• _所给文本_
::::
农民工工资被大规模拖欠及由此引发的种种问题,一向是公众关注的焦点。每到春节就要成为媒体重点报道的现象,也照例会成为“两会”代表、委员热议的话题之一。笔者春节前曾提出“工资欠款转为政府债权”的建议 (以下简称《建议》),引起了一些部门和读者的关注。多数赞成,也有一些同志提出质疑,还有个别人无端攻击。趁今年“两会”召开之机,再作一些补充阐述,希望“两会”代表、委员更加重视农民工工资拖欠问题,同时再次呼吁政府有关部门认真研究笔者建议。

一、拖欠农民工工资问题远未解决

农民工工资被拖欠早已不是新闻。前几年总理亲自出面为农民工讨工资被传为佳话。2004年,全国累计拖欠工程款3660亿元,其中约三分之一为农民工工资。国务院下发通知,限期清理拖欠工程款和工资,并将推出九部法律法规保障农民工工资。(参见附录1)。2006年底是国务院确定的3年清理建筑领域拖欠农民工工资目标完成的最后时限,但国家统计局当年调查,仍有两成农民工工资被克扣报酬和拖欠工资。(参见附录2)。媒体上有关农民工讨薪事件的报道依旧层出不穷,有的地方甚至发生以命相争的事件。2006年11月10日《三秦都市报》报道“陕西省将从根本上杜绝拖欠农民工工资”,没过多久,12月20日宝鸡就发生了农民工因讨薪被打死打伤的事件。《新华每日电讯》2006年12月30日发表的“新华时评”称“宝鸡有‘配套措施’近10种,农民工仍要为讨薪流血”,而且这并非孤立事件。该文同时指出“这是今年以来安徽、山东、山西、天津等地相继发生农民工因讨薪被包工头打死、打伤后的最新一起恶性事件。”(参见附录3)。
::::
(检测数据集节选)
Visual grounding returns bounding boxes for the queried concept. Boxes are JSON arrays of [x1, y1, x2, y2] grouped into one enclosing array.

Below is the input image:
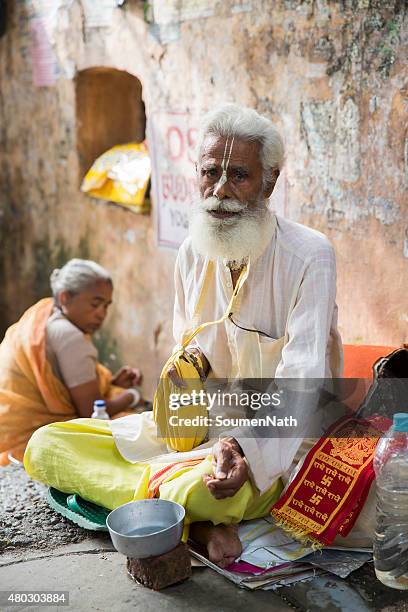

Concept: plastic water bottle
[[92, 400, 110, 420], [374, 412, 408, 589]]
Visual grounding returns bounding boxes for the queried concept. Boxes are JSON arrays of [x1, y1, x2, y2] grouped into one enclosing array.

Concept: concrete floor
[[0, 466, 408, 612]]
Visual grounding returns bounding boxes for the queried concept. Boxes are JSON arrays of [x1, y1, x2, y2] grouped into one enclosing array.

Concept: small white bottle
[[92, 400, 110, 420]]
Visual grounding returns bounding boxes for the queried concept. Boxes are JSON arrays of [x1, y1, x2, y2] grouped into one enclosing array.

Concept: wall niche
[[75, 67, 146, 182]]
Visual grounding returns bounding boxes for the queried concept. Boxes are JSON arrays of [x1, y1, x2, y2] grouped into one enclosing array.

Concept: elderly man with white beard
[[25, 104, 350, 567], [166, 104, 342, 560]]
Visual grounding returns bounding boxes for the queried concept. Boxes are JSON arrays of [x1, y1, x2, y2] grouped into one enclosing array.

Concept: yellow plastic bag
[[81, 142, 151, 213]]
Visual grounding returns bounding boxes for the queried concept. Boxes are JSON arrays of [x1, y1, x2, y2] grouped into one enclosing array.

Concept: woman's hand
[[112, 366, 143, 389], [203, 438, 248, 499]]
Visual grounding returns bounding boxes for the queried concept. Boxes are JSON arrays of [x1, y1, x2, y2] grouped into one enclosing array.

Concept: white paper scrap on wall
[[30, 17, 58, 87], [81, 0, 123, 28], [151, 0, 218, 25]]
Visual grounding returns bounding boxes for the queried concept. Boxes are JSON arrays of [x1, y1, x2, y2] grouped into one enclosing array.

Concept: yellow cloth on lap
[[24, 419, 282, 525]]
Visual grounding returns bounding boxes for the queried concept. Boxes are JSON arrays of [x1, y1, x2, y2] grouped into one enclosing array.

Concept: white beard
[[189, 197, 275, 265]]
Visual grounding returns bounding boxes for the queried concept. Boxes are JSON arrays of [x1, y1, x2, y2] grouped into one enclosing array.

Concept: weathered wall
[[0, 0, 408, 390]]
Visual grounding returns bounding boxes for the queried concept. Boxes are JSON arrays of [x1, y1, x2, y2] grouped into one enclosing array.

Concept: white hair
[[50, 259, 113, 302], [197, 104, 285, 186]]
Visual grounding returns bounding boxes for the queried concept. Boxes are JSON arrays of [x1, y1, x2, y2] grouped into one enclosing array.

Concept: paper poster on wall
[[148, 111, 198, 249]]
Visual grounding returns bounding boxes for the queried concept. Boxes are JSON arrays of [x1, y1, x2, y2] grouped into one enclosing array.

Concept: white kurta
[[173, 216, 343, 493]]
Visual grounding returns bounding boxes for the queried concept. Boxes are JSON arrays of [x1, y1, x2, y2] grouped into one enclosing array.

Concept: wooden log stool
[[127, 542, 191, 591]]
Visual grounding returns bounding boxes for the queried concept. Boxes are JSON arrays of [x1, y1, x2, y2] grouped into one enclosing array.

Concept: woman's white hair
[[197, 104, 285, 187], [50, 259, 113, 302]]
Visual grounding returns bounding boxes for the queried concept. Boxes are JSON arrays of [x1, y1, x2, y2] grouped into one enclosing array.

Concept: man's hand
[[112, 366, 143, 389], [203, 438, 248, 499], [167, 348, 210, 388]]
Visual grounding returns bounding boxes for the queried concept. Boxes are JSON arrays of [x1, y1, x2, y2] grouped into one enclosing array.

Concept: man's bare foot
[[190, 523, 242, 567]]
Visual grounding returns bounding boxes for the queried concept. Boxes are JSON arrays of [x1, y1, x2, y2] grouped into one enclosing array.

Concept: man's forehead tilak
[[213, 136, 235, 197]]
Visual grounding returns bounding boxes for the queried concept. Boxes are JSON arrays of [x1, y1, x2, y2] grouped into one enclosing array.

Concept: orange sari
[[0, 298, 119, 465]]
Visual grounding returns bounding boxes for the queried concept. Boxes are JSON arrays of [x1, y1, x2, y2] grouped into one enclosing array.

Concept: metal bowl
[[106, 499, 185, 559]]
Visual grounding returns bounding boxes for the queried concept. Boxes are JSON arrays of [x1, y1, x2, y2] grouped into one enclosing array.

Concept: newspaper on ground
[[191, 516, 372, 590]]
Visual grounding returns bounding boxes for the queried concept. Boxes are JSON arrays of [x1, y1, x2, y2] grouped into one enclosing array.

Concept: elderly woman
[[0, 259, 141, 465]]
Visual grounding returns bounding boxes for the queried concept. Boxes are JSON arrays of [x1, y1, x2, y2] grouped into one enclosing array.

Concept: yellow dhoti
[[24, 419, 282, 525]]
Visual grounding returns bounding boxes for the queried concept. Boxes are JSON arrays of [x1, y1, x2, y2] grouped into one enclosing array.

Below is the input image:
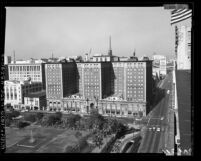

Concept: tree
[[92, 131, 103, 149], [11, 110, 20, 117], [47, 114, 58, 126], [17, 121, 30, 129], [75, 131, 82, 138], [67, 114, 81, 128], [24, 114, 36, 122], [65, 146, 75, 153], [87, 109, 105, 130], [36, 112, 44, 121]]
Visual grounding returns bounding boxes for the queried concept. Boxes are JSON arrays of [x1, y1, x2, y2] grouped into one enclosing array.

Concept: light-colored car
[[156, 127, 161, 131]]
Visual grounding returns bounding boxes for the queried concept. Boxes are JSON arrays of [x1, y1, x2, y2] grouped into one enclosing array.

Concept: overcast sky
[[5, 7, 174, 59]]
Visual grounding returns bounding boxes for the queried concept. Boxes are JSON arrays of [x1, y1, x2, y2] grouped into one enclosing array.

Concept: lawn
[[6, 126, 89, 153]]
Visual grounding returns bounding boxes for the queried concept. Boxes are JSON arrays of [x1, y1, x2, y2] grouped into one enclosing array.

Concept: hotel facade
[[45, 61, 152, 117]]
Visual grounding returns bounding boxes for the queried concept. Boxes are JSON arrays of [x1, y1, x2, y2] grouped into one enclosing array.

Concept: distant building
[[119, 56, 129, 61], [171, 9, 192, 70], [4, 56, 11, 65], [4, 65, 9, 80], [4, 80, 42, 109], [152, 55, 167, 76], [24, 90, 47, 110], [8, 63, 46, 89]]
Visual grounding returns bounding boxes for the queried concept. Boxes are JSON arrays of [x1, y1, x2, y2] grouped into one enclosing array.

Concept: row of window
[[9, 66, 40, 71]]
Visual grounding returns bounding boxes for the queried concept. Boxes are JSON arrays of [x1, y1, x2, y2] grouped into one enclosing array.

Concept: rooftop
[[27, 90, 46, 98]]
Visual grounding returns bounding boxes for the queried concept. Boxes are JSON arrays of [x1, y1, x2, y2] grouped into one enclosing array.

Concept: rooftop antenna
[[89, 48, 91, 58], [133, 49, 135, 57]]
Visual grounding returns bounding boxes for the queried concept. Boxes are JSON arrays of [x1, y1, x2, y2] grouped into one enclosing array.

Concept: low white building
[[152, 55, 167, 76], [24, 90, 46, 110], [4, 80, 43, 109]]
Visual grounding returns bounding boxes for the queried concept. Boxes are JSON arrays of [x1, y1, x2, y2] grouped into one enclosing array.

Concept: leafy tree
[[24, 114, 36, 122], [17, 121, 30, 129], [5, 118, 11, 127], [92, 131, 103, 148], [65, 146, 76, 153], [36, 112, 44, 121], [47, 114, 58, 126], [75, 131, 82, 138], [87, 109, 105, 130], [11, 110, 20, 117], [67, 114, 81, 128], [55, 112, 62, 120], [78, 137, 87, 150]]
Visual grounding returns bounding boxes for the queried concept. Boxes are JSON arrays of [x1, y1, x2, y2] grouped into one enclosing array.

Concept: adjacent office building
[[8, 63, 46, 89], [4, 80, 42, 109], [22, 90, 47, 110], [171, 9, 192, 70], [4, 56, 11, 65]]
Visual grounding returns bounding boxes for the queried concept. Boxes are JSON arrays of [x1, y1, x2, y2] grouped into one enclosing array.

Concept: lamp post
[[94, 96, 98, 109], [86, 98, 89, 113]]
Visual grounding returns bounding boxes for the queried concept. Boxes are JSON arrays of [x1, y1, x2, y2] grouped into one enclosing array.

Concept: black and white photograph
::::
• _练习任务_
请将关于农民工工资拖欠的文本中从“农民工工资被大规模拖欠及由此”起、到“府有关部门认真研究笔者建议。”止的部分重新写出，并把其中的“春节”一律改为“年末”。

• _练习答案_
农民工工资被大规模拖欠及由此引发的种种问题,一向是公众关注的焦点。每到年末就要成为媒体重点报道的现象,也照例会成为“两会”代表、委员热议的话题之一。笔者年末前曾提出“工资欠款转为政府债权”的建议 (以下简称《建议》),引起了一些部门和读者的关注。多数赞成,也有一些同志提出质疑,还有个别人无端攻击。趁今年“两会”召开之机,再作一些补充阐述,希望“两会”代表、委员更加重视农民工工资拖欠问题,同时再次呼吁政府有关部门认真研究笔者建议。